Raw listing
§
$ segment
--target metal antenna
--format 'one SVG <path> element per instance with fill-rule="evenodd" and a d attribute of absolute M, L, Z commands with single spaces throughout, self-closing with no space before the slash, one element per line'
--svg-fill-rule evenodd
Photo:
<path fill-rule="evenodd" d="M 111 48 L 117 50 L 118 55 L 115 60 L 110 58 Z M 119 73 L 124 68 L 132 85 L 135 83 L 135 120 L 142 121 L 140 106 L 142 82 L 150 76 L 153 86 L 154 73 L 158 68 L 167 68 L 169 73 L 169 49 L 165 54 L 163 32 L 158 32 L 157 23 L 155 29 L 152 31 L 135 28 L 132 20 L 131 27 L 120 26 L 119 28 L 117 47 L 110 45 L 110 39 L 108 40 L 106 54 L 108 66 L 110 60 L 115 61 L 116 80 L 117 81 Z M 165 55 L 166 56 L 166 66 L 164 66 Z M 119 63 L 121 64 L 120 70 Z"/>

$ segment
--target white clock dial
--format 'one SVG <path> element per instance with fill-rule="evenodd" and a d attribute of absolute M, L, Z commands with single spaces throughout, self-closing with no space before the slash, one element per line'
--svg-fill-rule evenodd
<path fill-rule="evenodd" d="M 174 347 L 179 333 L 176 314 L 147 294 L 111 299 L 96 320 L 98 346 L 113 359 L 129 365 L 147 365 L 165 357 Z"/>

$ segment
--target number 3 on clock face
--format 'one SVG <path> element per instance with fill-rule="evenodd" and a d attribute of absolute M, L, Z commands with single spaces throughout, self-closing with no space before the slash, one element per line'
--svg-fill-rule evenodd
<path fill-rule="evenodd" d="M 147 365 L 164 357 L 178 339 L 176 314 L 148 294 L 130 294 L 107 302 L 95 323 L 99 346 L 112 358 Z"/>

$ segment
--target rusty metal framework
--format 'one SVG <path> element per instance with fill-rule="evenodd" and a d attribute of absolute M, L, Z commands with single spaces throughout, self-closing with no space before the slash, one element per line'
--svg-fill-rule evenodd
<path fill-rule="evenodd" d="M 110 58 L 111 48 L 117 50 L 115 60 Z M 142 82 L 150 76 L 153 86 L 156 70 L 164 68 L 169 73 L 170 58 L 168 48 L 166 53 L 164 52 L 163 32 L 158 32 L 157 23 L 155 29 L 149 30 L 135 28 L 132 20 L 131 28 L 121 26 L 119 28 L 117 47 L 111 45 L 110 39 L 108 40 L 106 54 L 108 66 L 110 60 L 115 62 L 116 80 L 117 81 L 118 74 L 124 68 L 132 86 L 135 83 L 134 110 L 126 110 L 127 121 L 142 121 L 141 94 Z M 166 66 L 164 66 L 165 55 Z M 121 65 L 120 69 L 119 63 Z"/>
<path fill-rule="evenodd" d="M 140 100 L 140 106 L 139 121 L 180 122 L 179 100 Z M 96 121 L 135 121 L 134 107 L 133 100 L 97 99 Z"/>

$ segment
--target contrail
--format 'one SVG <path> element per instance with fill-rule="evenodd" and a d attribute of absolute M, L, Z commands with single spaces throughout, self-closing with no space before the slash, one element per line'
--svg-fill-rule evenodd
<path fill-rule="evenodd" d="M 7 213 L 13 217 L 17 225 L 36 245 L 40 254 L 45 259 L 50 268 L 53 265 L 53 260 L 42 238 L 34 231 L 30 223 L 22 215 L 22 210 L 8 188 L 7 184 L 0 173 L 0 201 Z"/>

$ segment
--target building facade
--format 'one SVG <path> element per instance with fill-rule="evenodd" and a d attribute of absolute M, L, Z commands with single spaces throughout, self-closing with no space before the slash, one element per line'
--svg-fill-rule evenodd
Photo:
§
Format the stretch of the listing from its start through the line containing "147 365 L 164" as a numbered list, one line per item, leaving out the blank lines.

* _SOLUTION FOR THIS TASK_:
1. $ segment
2. --target metal antenna
3. --format 'one SVG <path> element per instance with fill-rule="evenodd" and a d attribute of absolute M, L, Z commands with single spaces throughout, self-closing with no space before the slash, one element per line'
4. --svg-fill-rule evenodd
5. Photo:
6. <path fill-rule="evenodd" d="M 111 48 L 117 50 L 118 55 L 115 60 L 110 58 Z M 119 73 L 124 68 L 132 85 L 135 83 L 135 120 L 142 121 L 140 106 L 142 82 L 150 76 L 153 86 L 154 73 L 158 68 L 167 68 L 169 73 L 169 49 L 165 54 L 163 32 L 158 32 L 157 23 L 155 29 L 152 31 L 135 28 L 132 20 L 131 27 L 120 26 L 119 28 L 117 47 L 110 45 L 110 39 L 108 40 L 106 54 L 108 66 L 110 60 L 115 61 L 116 80 L 117 81 Z M 165 55 L 166 56 L 166 66 L 164 66 Z M 119 63 L 121 64 L 120 70 Z"/>
7. $ segment
8. --target white clock dial
9. --format 'one SVG <path> element per instance with fill-rule="evenodd" and a d attribute of absolute M, L, Z commands with single spaces throughout, self-closing with no space before the slash, one element per line'
10. --svg-fill-rule evenodd
11. <path fill-rule="evenodd" d="M 174 347 L 179 333 L 176 314 L 147 294 L 111 299 L 96 320 L 98 346 L 113 359 L 129 365 L 147 365 L 165 357 Z"/>
12. $ segment
13. --target number 3 on clock face
14. --format 'one SVG <path> element per instance with fill-rule="evenodd" and a d attribute of absolute M, L, Z commands with single spaces throughout, self-closing with no space before the slash, one element per line'
15. --svg-fill-rule evenodd
16. <path fill-rule="evenodd" d="M 147 365 L 164 357 L 178 339 L 176 314 L 148 294 L 130 294 L 107 302 L 95 323 L 99 346 L 112 358 Z"/>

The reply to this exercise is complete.